— PROBLEM TO SOLVE —
The output is the lines below from the one with "Query: patch of bare earth" through the one with "white snow patch.", both included, printed exactly and with no other line.

— INFORMATION SHOWN —
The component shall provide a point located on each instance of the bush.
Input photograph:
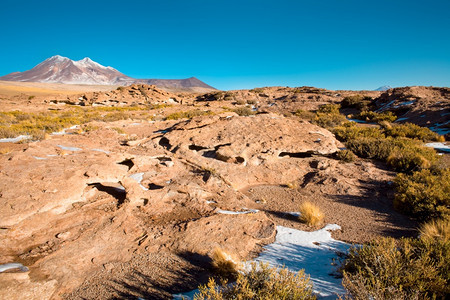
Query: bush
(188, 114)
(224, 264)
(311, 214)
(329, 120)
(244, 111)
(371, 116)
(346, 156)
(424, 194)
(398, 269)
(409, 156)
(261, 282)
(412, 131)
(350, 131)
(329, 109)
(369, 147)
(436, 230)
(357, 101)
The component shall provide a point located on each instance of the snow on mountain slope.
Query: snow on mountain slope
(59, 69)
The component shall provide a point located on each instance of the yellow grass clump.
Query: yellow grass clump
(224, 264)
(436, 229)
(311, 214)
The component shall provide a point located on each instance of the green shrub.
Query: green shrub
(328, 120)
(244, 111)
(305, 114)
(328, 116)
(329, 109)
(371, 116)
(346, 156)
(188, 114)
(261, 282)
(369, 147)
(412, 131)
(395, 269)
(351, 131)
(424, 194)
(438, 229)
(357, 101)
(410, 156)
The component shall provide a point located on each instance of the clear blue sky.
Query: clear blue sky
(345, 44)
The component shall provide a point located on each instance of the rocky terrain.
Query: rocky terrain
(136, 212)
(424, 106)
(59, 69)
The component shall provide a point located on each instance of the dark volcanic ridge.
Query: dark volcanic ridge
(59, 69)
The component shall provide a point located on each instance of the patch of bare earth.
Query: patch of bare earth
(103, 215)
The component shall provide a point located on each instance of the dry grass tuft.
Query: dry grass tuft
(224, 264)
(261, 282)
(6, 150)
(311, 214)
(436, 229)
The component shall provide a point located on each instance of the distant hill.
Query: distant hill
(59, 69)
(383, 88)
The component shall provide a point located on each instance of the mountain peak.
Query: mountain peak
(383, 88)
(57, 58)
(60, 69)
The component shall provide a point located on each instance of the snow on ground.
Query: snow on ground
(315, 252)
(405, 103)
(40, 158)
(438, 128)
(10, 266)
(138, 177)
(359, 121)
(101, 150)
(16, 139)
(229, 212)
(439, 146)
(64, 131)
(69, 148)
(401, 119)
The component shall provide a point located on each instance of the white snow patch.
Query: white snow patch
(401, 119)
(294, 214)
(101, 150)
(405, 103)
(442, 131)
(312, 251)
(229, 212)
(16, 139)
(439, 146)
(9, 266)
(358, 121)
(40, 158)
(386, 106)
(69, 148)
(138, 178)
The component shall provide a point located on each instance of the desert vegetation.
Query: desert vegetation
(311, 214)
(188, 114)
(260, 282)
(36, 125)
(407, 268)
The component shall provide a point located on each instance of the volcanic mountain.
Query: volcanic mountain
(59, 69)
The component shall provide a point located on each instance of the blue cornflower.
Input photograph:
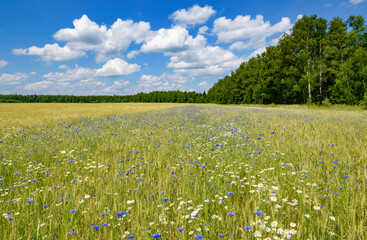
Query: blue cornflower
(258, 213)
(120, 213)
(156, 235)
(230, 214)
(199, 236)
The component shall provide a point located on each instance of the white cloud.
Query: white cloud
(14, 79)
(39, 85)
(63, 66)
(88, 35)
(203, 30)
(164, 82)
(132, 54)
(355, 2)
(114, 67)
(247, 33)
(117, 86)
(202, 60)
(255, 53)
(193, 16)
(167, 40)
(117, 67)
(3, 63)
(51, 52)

— SOLUTION TO THIS TASK —
Query: patch of bare earth
(103, 215)
The component shall provide a point located on each instance of the dry grass tuft.
Query: dry grass tuft
(224, 264)
(261, 282)
(6, 150)
(311, 214)
(436, 229)
The component shall provide a point located on each instance of the distant hill.
Query: distant hill
(59, 69)
(383, 88)
The component shall provide a point located on each instance of the mountain peak.
Query: mountain peak
(383, 88)
(57, 58)
(60, 69)
The component shall provide a point located on each instance of the snow on ground.
Query: snow on ground
(315, 252)
(405, 103)
(40, 158)
(438, 128)
(10, 266)
(138, 177)
(359, 121)
(101, 150)
(16, 139)
(229, 212)
(439, 146)
(64, 131)
(69, 148)
(401, 119)
The component shall provide a point located on each instance of the white snow patch.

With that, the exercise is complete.